### Raw data

^^^^

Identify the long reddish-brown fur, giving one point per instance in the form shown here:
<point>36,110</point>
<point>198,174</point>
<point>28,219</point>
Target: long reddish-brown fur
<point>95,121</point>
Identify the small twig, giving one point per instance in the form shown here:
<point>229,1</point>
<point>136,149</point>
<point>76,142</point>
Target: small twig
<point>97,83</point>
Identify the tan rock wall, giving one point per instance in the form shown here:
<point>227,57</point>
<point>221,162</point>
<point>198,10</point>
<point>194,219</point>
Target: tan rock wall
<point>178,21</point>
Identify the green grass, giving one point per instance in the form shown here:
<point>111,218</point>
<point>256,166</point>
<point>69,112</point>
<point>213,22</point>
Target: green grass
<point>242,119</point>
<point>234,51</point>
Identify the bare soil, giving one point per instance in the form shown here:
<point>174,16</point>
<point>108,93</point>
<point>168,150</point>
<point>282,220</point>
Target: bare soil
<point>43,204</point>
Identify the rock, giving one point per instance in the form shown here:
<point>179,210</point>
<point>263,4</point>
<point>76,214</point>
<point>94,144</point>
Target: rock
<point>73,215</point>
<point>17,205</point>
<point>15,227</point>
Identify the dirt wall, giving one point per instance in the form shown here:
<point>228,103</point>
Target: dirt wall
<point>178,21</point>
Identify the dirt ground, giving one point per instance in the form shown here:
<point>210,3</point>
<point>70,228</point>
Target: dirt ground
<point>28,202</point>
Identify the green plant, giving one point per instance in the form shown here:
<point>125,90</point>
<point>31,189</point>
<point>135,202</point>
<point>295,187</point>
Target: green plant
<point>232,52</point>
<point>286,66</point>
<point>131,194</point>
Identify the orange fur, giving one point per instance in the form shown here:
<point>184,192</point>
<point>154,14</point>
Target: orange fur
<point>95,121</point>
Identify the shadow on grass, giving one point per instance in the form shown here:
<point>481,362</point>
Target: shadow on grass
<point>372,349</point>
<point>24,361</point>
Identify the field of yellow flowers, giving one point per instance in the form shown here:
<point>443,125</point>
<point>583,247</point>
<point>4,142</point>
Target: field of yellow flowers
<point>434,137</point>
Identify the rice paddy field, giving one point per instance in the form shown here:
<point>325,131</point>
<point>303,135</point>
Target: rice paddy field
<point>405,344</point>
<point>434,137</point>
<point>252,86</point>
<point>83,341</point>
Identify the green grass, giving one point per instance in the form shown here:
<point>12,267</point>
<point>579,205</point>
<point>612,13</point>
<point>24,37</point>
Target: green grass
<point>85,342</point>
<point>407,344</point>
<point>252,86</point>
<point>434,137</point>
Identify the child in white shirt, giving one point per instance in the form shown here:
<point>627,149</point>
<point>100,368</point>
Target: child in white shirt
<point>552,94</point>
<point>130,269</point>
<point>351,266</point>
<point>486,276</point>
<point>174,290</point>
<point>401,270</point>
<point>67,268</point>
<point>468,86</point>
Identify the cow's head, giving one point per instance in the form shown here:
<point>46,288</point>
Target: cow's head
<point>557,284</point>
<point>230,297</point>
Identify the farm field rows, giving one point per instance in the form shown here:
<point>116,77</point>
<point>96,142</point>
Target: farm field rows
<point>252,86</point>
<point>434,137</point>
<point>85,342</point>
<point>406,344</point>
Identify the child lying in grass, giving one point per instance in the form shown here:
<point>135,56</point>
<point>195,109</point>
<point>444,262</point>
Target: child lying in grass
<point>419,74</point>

^^^^

### Instructions for the task
Repeat exactly the lines of the material from the one with "<point>195,109</point>" through the end, both the first and the last included.

### Response for this exercise
<point>195,109</point>
<point>444,262</point>
Target: child lying in grass
<point>419,74</point>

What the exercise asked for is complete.